• _Document segment_
^^^^^^^^^^^^^^^^

The multiplexer is driven by a clock generator synchronized to the lower clock frequency of the input signals. The output signal of the multiplexer is boosted by a driver amplifier and coupled into the electro-optical modulator. A continuous wave optical signal is generated by a laser diode. In an NRZ transmitter, the laser signal is directly coupled into the data modulator.

Generation of RZ signals requires either a pulsed laser source or an additional pulse modulator. Due to stability issues and commercial availability of components, most implementations will probably select the second option with the additional modulator. The drive signal must be derived from the clock signal with proper phase adjustment and boosted by an additional driver amplifier.

The additional modulator impacts the cost of the transmitter considerably. The cost of an NRZ transmitter is by far dominated by the contribution of the data modulator and the laser diode. Usually, the modulator is even more expensive than the laser. Pulse modulators are less expensive than data modulators, because they are narrowband devices. Further price reduction may be achieved by an integrated solution. Nevertheless, the cost of an RZ transmitter can exceed the cost of an NRZ transmitter by nearly 50%. As this increased price occurs per channel, the result is a considerable increase in the transmit terminal's cost. This increased cost terminal might be compensated by reduced amplifier cost, but only for very-long-haul systems. For terrestrial systems with a typical length of several hundred kilometers, it will be difficult to realize an RZ system that is attractive from a cost point of view.

^^^^^^^^^^^^^^^^

Listing of labeled boxes
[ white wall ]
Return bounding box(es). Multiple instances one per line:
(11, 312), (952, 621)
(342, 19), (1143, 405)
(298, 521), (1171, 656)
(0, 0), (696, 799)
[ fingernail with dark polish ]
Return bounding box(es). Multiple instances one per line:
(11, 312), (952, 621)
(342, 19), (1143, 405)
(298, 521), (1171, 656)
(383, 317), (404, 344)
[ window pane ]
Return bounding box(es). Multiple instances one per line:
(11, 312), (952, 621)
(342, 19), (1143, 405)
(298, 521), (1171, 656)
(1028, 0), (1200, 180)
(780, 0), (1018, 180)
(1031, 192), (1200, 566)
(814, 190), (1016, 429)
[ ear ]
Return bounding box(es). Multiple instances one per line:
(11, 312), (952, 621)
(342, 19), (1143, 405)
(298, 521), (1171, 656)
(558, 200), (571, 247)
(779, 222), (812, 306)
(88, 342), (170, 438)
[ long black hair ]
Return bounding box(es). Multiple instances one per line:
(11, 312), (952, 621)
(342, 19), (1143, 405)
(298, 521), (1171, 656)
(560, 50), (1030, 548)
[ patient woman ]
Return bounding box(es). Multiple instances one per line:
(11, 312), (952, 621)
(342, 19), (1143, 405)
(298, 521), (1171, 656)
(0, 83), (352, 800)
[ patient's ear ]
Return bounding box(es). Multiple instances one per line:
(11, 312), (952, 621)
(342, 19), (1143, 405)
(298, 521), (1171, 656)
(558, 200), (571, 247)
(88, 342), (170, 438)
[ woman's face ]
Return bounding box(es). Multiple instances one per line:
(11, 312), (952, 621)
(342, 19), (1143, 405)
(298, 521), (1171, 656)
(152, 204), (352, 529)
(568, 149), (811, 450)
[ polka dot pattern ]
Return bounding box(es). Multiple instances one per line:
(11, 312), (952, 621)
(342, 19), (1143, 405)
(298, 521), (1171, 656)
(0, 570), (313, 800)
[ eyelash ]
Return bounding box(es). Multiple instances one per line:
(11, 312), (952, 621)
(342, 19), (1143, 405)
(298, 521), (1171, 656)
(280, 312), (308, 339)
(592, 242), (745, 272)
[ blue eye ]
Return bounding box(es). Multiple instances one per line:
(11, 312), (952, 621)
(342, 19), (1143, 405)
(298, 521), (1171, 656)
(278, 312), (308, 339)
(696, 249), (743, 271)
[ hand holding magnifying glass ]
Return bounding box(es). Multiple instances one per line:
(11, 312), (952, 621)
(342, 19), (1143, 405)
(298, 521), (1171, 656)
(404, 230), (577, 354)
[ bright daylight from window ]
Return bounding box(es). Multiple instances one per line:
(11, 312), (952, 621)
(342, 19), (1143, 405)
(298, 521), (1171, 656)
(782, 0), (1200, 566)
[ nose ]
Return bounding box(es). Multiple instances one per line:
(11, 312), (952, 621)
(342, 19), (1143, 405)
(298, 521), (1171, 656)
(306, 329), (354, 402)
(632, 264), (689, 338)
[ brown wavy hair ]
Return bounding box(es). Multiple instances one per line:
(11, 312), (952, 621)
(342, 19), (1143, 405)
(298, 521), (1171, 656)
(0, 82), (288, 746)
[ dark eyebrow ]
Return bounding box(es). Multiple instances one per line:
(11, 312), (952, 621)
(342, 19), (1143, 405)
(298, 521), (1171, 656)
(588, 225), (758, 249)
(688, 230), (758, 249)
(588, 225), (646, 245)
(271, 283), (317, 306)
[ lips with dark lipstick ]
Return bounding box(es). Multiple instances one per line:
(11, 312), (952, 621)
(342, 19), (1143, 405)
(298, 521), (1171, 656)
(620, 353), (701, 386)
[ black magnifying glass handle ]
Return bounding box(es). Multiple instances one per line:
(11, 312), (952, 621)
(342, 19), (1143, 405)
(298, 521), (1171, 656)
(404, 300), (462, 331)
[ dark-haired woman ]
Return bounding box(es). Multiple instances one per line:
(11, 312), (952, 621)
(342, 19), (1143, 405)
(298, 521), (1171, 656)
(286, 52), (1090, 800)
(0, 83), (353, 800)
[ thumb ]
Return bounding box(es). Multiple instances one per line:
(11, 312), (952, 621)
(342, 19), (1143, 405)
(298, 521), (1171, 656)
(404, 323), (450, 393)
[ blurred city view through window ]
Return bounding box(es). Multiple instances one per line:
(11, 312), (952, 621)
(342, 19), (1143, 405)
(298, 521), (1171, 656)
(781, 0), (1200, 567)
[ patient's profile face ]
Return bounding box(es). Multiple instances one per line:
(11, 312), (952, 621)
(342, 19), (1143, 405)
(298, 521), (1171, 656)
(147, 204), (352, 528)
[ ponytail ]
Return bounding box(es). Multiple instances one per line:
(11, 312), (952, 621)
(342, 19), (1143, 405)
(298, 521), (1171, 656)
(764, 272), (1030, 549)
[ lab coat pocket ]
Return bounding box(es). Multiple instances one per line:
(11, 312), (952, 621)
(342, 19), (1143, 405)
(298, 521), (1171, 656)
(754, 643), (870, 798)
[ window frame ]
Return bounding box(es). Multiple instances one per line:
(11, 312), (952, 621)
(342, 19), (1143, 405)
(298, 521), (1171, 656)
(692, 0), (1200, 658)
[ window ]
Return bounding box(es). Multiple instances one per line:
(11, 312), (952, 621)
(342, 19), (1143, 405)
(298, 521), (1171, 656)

^^^^^^^^^^^^^^^^

• _Set tasks_
1) Translate this sentence from the passage on RZ and NRZ transmitters into Spanish: "Usually, the modulator is even more expensive than the laser."
2) Write out the passage on RZ and NRZ transmitters from "The multiplexer is driven" to "the data modulator.", renaming "multiplexer" as "serializer".

• _Worked solutions_
1) Por lo general, el modulador es incluso más caro que el láser.

2)
The serializer is driven by a clock generator synchronized to the lower clock frequency of the input signals. The output signal of the serializer is boosted by a driver amplifier and coupled into the electro-optical modulator. A continuous wave optical signal is generated by a laser diode. In an NRZ transmitter, the laser signal is directly coupled into the data modulator.